== Working data ==

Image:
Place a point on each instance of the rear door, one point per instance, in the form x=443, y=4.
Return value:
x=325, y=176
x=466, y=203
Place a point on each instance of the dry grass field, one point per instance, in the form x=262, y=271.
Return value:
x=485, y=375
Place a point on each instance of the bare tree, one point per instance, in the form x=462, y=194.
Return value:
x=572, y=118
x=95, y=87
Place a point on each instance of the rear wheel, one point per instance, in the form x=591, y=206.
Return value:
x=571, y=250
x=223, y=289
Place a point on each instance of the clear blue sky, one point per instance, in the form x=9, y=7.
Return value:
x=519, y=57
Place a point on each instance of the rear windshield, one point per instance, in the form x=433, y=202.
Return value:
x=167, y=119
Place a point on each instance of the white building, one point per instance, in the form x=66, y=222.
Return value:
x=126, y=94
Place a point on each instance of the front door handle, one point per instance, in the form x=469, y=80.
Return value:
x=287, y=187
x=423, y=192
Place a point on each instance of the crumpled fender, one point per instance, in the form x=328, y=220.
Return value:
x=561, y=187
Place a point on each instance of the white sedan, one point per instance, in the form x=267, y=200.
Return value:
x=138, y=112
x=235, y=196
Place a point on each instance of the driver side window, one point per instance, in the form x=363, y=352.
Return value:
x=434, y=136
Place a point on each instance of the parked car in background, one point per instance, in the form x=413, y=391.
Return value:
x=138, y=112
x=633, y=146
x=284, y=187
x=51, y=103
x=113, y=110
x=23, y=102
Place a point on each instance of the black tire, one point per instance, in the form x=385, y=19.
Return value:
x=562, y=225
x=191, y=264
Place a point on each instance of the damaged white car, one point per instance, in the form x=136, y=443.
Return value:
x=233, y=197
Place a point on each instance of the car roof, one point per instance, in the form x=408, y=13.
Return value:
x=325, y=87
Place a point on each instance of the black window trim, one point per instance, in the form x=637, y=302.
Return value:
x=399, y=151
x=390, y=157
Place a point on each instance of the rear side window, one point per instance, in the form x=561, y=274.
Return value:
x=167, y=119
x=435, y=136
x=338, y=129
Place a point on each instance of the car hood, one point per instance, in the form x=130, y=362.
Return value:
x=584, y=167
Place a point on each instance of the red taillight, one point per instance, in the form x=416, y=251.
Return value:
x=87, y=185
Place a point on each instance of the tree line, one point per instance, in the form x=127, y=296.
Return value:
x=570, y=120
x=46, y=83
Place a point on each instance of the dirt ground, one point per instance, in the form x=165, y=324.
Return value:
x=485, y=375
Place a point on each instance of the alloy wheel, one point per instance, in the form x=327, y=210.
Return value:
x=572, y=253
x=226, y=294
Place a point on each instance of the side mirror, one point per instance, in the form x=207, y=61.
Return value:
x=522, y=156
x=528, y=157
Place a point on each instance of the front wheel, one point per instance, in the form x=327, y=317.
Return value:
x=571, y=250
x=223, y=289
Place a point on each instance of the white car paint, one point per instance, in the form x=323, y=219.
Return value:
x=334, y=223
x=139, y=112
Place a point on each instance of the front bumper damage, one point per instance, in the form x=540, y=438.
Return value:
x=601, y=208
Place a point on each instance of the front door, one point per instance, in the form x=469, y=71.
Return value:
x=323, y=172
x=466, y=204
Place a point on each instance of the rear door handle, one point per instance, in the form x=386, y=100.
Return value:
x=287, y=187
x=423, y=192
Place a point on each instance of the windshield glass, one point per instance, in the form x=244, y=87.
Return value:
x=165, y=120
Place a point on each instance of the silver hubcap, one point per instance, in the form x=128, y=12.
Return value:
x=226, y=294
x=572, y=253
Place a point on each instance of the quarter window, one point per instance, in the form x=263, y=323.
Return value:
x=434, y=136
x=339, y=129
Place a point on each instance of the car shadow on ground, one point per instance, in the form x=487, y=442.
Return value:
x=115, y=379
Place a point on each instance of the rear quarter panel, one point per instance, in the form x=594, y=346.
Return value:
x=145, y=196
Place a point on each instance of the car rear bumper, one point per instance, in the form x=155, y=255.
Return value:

===

Work to be completed. Can you render the records as a JSON list of strings, one per line with blank lines omitted, beginning at the line that contains "Place a point on each instance of the damaged" and stopping after the line that contains "x=466, y=204"?

Solution to the problem.
[
  "Place a point on each instance of the damaged white car, one point per instance, in the form x=136, y=443.",
  "Return value:",
  "x=233, y=197",
  "Place a point on each instance of the car roof, one point per instance, in the form x=408, y=13.",
  "Return value:",
  "x=325, y=87",
  "Place a point on each instance of the black window trim, one point per instance, in the form x=637, y=302.",
  "Return value:",
  "x=399, y=151",
  "x=390, y=157",
  "Place a point on each instance of the rear side window, one point per instance, in the form x=561, y=274.",
  "Return value:",
  "x=167, y=119",
  "x=435, y=136",
  "x=338, y=129",
  "Place a point on each instance of the car hood, one point per instance, in the form x=130, y=362.",
  "Return value:",
  "x=584, y=167",
  "Place a point on each instance of the red taillight, one point per instance, in the form x=416, y=251.",
  "Return value:",
  "x=87, y=185",
  "Place a point on each instance of the tree line, one point per instance, in the form x=127, y=296.",
  "Return value:",
  "x=570, y=120",
  "x=46, y=83",
  "Place a point on each instance of the dirt ground, one point per instance, in the form x=165, y=324.",
  "Return value:",
  "x=485, y=375",
  "Place a point on each instance of the alloy wheel, one point per instance, in the form x=327, y=210.",
  "Return value:",
  "x=572, y=253",
  "x=226, y=294",
  "Place a point on each instance of the side mirror, one point per instance, in the form x=207, y=61.",
  "Return value:",
  "x=522, y=156",
  "x=528, y=157",
  "Place a point on each instance of the front wheel, one point per instance, in the form x=327, y=317.",
  "Return value:",
  "x=571, y=250",
  "x=223, y=289",
  "Place a point on each instance of the white car paint, one point per instance, in the form x=323, y=219.",
  "Return value:",
  "x=334, y=223",
  "x=139, y=112",
  "Place a point on each instance of the front bumper damage, one point per instance, in the form x=540, y=438.",
  "Return value:",
  "x=601, y=208",
  "Place a point on each instance of the front door, one point per instance, in the form x=469, y=71.",
  "Return value:",
  "x=323, y=172",
  "x=466, y=204"
]